(DATA FOR THIS EXERCISE):

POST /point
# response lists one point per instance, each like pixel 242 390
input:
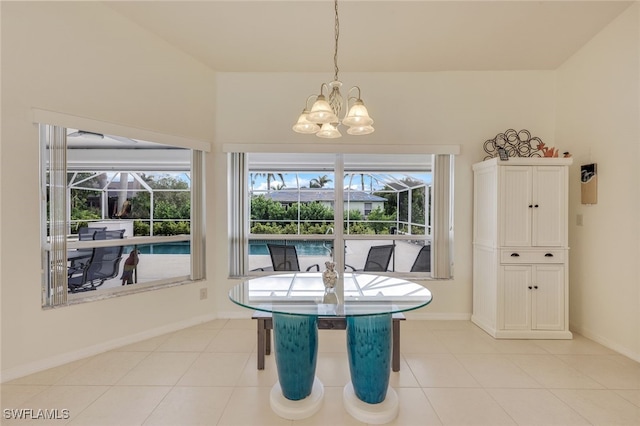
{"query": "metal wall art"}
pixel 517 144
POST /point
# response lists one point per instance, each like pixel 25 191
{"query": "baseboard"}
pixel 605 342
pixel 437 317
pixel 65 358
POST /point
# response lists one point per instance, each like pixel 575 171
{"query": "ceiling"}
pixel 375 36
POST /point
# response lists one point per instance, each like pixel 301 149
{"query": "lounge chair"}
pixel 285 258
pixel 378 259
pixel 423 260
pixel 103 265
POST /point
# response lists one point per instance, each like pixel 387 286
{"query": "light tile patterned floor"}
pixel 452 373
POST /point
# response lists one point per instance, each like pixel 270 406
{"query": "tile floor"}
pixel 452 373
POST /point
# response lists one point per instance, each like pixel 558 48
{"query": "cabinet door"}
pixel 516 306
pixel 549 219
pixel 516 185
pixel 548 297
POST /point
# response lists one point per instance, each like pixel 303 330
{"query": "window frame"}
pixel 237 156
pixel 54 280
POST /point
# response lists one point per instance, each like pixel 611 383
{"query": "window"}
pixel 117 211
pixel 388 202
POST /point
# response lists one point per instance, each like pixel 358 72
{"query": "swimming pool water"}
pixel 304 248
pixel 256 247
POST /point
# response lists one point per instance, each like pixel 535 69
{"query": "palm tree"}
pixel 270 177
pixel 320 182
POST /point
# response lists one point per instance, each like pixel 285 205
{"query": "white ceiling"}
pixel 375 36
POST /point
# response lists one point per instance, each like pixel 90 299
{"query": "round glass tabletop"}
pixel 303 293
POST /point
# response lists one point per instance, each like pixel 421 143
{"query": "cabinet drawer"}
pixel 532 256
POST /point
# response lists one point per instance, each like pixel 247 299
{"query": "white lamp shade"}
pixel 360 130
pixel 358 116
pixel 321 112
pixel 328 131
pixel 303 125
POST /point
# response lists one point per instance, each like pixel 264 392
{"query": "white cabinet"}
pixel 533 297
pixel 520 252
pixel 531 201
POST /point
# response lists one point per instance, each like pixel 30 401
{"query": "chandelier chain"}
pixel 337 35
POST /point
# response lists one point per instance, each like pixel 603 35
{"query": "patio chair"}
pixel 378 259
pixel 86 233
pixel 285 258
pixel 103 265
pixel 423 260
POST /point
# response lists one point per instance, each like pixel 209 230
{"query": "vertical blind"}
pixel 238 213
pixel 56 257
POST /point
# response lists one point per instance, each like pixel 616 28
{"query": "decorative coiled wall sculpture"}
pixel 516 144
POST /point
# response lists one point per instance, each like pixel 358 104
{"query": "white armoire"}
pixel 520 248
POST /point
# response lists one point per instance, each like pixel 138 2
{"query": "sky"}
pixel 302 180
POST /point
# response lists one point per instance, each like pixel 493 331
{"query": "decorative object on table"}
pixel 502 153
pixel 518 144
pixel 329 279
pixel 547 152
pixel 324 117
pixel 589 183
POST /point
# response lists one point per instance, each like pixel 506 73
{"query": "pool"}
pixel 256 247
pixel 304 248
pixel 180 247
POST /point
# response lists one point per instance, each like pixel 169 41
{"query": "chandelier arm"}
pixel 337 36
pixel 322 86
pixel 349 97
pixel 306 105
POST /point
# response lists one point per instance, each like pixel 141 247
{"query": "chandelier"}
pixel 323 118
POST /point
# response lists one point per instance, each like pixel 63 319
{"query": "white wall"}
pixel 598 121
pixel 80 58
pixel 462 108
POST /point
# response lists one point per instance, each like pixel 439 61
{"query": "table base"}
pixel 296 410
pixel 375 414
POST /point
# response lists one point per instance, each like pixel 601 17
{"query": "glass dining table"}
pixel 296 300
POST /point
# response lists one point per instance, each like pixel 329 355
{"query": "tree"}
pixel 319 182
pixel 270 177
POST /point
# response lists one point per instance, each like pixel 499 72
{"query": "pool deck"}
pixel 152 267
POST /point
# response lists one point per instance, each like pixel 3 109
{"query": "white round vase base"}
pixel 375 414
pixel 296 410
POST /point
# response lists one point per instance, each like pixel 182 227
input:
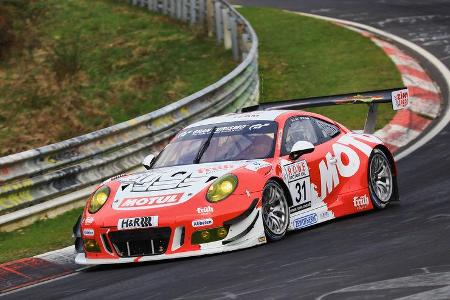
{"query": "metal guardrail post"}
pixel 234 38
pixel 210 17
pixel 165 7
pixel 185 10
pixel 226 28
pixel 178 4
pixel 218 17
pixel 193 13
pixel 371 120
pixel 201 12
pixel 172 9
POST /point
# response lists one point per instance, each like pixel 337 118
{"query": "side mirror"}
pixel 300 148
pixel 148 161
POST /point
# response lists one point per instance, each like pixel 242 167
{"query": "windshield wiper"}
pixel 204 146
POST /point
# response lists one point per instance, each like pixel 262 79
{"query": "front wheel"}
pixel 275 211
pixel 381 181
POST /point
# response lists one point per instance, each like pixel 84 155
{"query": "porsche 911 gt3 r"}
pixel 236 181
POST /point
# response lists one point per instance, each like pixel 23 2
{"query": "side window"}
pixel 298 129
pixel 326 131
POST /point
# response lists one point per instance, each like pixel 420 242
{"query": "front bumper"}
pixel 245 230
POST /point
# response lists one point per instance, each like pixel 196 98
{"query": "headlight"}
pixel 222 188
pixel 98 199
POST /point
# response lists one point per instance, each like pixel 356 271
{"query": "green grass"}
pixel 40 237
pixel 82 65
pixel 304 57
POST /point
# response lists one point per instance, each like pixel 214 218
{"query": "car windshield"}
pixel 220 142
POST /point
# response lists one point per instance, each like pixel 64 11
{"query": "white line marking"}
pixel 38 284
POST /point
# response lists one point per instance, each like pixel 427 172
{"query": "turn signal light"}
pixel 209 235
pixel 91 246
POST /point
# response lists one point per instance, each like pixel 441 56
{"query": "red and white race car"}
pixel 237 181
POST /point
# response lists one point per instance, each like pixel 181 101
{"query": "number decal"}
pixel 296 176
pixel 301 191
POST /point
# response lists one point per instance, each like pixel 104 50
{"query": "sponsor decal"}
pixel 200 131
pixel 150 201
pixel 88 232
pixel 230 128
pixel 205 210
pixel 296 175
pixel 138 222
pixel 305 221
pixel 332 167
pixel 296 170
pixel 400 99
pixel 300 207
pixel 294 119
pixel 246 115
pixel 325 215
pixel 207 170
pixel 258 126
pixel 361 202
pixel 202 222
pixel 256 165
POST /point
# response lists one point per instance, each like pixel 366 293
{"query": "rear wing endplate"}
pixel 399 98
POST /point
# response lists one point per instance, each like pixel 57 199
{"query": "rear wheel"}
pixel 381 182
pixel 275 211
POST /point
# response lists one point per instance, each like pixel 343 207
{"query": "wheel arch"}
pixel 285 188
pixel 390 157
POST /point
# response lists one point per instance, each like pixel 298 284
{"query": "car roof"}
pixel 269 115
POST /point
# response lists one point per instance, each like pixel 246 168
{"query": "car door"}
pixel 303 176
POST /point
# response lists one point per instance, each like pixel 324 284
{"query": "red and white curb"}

(PROBLEM TO WORK ON): Please format all of the data above as a JSON list of strings, one string per line, with blank lines left out. Leave the pictures out of the list.

(EXERCISE SOLUTION):
[
  "POST /point",
  "# response lists one point per instance, each like pixel 242 390",
  "input:",
  "{\"query\": \"metal wall art\"}",
  "pixel 517 144",
  "POST /point",
  "# response lists one point per instance, each like pixel 25 191",
  "{\"query\": \"baseboard\"}",
  "pixel 605 342",
  "pixel 437 317",
  "pixel 65 358",
  "POST /point",
  "# response lists one point per instance, each like pixel 575 171",
  "{\"query\": \"ceiling\"}",
  "pixel 375 36",
  "POST /point",
  "# response lists one point per instance, each like pixel 301 149",
  "{\"query\": \"lounge chair\"}",
  "pixel 285 258",
  "pixel 378 259",
  "pixel 423 260",
  "pixel 103 265",
  "POST /point",
  "# response lists one point per instance, each like pixel 387 286",
  "{\"query\": \"light tile patterned floor\"}",
  "pixel 452 373",
  "POST /point",
  "# response lists one point per instance, each like pixel 270 406",
  "{\"query\": \"tile floor\"}",
  "pixel 452 373",
  "POST /point",
  "# response lists one point per instance, each like pixel 558 48",
  "{\"query\": \"cabinet door\"}",
  "pixel 516 306",
  "pixel 549 219",
  "pixel 516 185",
  "pixel 548 297",
  "POST /point",
  "# response lists one point per instance, each like pixel 303 330",
  "{\"query\": \"window frame\"}",
  "pixel 237 156",
  "pixel 54 280",
  "POST /point",
  "# response lists one point per instance, each like pixel 611 383",
  "{\"query\": \"window\"}",
  "pixel 117 211",
  "pixel 388 202",
  "POST /point",
  "# response lists one point per instance, each like pixel 358 72",
  "{\"query\": \"swimming pool water\"}",
  "pixel 304 248",
  "pixel 256 247",
  "POST /point",
  "# response lists one point per instance, each like pixel 535 69",
  "{\"query\": \"palm tree\"}",
  "pixel 270 177",
  "pixel 320 182",
  "POST /point",
  "# response lists one point per instance, each like pixel 285 205",
  "{\"query\": \"white ceiling\"}",
  "pixel 375 36",
  "POST /point",
  "# response lists one point per instance, each like pixel 90 299",
  "{\"query\": \"round glass tabletop\"}",
  "pixel 303 293",
  "POST /point",
  "# response lists one point per instance, each like pixel 421 143",
  "{\"query\": \"cabinet drawer\"}",
  "pixel 532 256",
  "POST /point",
  "# response lists one point per instance, each like pixel 247 299",
  "{\"query\": \"white lamp shade\"}",
  "pixel 360 130",
  "pixel 358 116",
  "pixel 321 112",
  "pixel 328 131",
  "pixel 303 125",
  "POST /point",
  "# response lists one point per instance, each like pixel 264 392",
  "{\"query\": \"white cabinet\"}",
  "pixel 533 297",
  "pixel 520 252",
  "pixel 531 201",
  "POST /point",
  "# response lists one point per instance, each like pixel 30 401",
  "{\"query\": \"chandelier chain\"}",
  "pixel 337 35",
  "POST /point",
  "# response lists one point per instance, each like pixel 603 35",
  "{\"query\": \"patio chair\"}",
  "pixel 378 259",
  "pixel 86 233",
  "pixel 285 258",
  "pixel 103 265",
  "pixel 423 260",
  "POST /point",
  "# response lists one point per instance, each like pixel 209 230",
  "{\"query\": \"vertical blind\"}",
  "pixel 238 213",
  "pixel 56 257",
  "POST /point",
  "# response lists one point per instance, each like pixel 616 28",
  "{\"query\": \"decorative coiled wall sculpture\"}",
  "pixel 516 144",
  "POST /point",
  "# response lists one point per instance, each like pixel 358 104",
  "{\"query\": \"white armoire\"}",
  "pixel 520 248",
  "POST /point",
  "# response lists one point per instance, each like pixel 138 2",
  "{\"query\": \"sky\"}",
  "pixel 302 180",
  "POST /point",
  "# response lists one point per instance, each like pixel 493 331",
  "{\"query\": \"decorative object on table\"}",
  "pixel 502 153",
  "pixel 518 144",
  "pixel 329 279",
  "pixel 547 152",
  "pixel 324 117",
  "pixel 589 183",
  "POST /point",
  "# response lists one point per instance, each like pixel 506 73",
  "{\"query\": \"pool\"}",
  "pixel 256 247",
  "pixel 304 248",
  "pixel 180 247",
  "POST /point",
  "# response lists one point per instance, each like pixel 169 41",
  "{\"query\": \"chandelier arm\"}",
  "pixel 337 36",
  "pixel 322 86",
  "pixel 349 97",
  "pixel 306 105",
  "POST /point",
  "# response lists one point per instance, each like pixel 141 247",
  "{\"query\": \"chandelier\"}",
  "pixel 323 118",
  "POST /point",
  "# response lists one point per instance, each like pixel 63 319",
  "{\"query\": \"white wall\"}",
  "pixel 598 121",
  "pixel 80 58",
  "pixel 462 108",
  "POST /point",
  "# response lists one point per instance, each like pixel 439 61",
  "{\"query\": \"table base\"}",
  "pixel 296 410",
  "pixel 375 414",
  "POST /point",
  "# response lists one point per instance, each like pixel 601 17",
  "{\"query\": \"glass dining table\"}",
  "pixel 296 300",
  "POST /point",
  "# response lists one point per instance, each like pixel 329 355",
  "{\"query\": \"tree\"}",
  "pixel 319 182",
  "pixel 270 177",
  "POST /point",
  "# response lists one point per instance, each like pixel 499 72",
  "{\"query\": \"pool deck\"}",
  "pixel 152 267",
  "POST /point",
  "# response lists one point per instance, each like pixel 3 109",
  "{\"query\": \"white round vase base\"}",
  "pixel 375 414",
  "pixel 296 410",
  "POST /point",
  "# response lists one point per instance, each like pixel 182 227",
  "input:",
  "{\"query\": \"metal guardrail post\"}",
  "pixel 234 38",
  "pixel 210 17",
  "pixel 165 7",
  "pixel 185 10",
  "pixel 226 28",
  "pixel 178 4",
  "pixel 218 17",
  "pixel 193 13",
  "pixel 371 120",
  "pixel 201 12",
  "pixel 172 9",
  "POST /point",
  "# response lists one point per instance, each like pixel 337 118",
  "{\"query\": \"side mirror\"}",
  "pixel 300 148",
  "pixel 148 161",
  "POST /point",
  "# response lists one point per instance, each like pixel 242 167",
  "{\"query\": \"windshield wiper\"}",
  "pixel 204 146",
  "POST /point",
  "# response lists one point per instance, each like pixel 262 79",
  "{\"query\": \"front wheel\"}",
  "pixel 275 211",
  "pixel 381 181",
  "POST /point",
  "# response lists one point per instance, each like pixel 84 155",
  "{\"query\": \"porsche 911 gt3 r\"}",
  "pixel 236 181",
  "POST /point",
  "# response lists one point per instance, each like pixel 23 2",
  "{\"query\": \"side window\"}",
  "pixel 298 129",
  "pixel 326 131",
  "POST /point",
  "# response lists one point per instance, each like pixel 420 242",
  "{\"query\": \"front bumper\"}",
  "pixel 245 230",
  "POST /point",
  "# response lists one point per instance, each like pixel 196 98",
  "{\"query\": \"headlight\"}",
  "pixel 222 188",
  "pixel 98 199",
  "POST /point",
  "# response lists one point per instance, each like pixel 356 271",
  "{\"query\": \"green grass\"}",
  "pixel 40 237",
  "pixel 82 65",
  "pixel 304 57",
  "POST /point",
  "# response lists one point per instance, each like pixel 214 218",
  "{\"query\": \"car windshield\"}",
  "pixel 220 142",
  "POST /point",
  "# response lists one point per instance, each like pixel 64 11",
  "{\"query\": \"white line marking\"}",
  "pixel 38 284",
  "POST /point",
  "# response lists one point per instance, each like pixel 427 172",
  "{\"query\": \"turn signal light\"}",
  "pixel 209 235",
  "pixel 91 246",
  "POST /point",
  "# response lists one point per instance, each like pixel 441 56",
  "{\"query\": \"red and white race car\"}",
  "pixel 237 181",
  "POST /point",
  "# response lists one point per instance, each like pixel 181 101",
  "{\"query\": \"number decal\"}",
  "pixel 296 176",
  "pixel 301 191",
  "POST /point",
  "# response lists one point per instance, each like pixel 104 50",
  "{\"query\": \"sponsor decal\"}",
  "pixel 200 131",
  "pixel 150 201",
  "pixel 88 232",
  "pixel 230 128",
  "pixel 205 210",
  "pixel 296 175",
  "pixel 138 222",
  "pixel 305 221",
  "pixel 332 167",
  "pixel 296 170",
  "pixel 400 99",
  "pixel 300 207",
  "pixel 294 119",
  "pixel 246 115",
  "pixel 325 215",
  "pixel 207 170",
  "pixel 258 126",
  "pixel 361 202",
  "pixel 202 222",
  "pixel 256 165",
  "POST /point",
  "# response lists one point per instance, each like pixel 366 293",
  "{\"query\": \"rear wing endplate\"}",
  "pixel 399 98",
  "POST /point",
  "# response lists one point per instance, each like pixel 57 199",
  "{\"query\": \"rear wheel\"}",
  "pixel 381 182",
  "pixel 275 211",
  "POST /point",
  "# response lists one point per instance, each like pixel 343 207",
  "{\"query\": \"wheel arch\"}",
  "pixel 285 188",
  "pixel 390 157",
  "POST /point",
  "# response lists one point per instance, each like pixel 298 284",
  "{\"query\": \"car roof\"}",
  "pixel 269 115",
  "POST /point",
  "# response lists one point per instance, each like pixel 246 168",
  "{\"query\": \"car door\"}",
  "pixel 303 176",
  "POST /point",
  "# response lists one point per instance, each like pixel 324 284",
  "{\"query\": \"red and white curb\"}"
]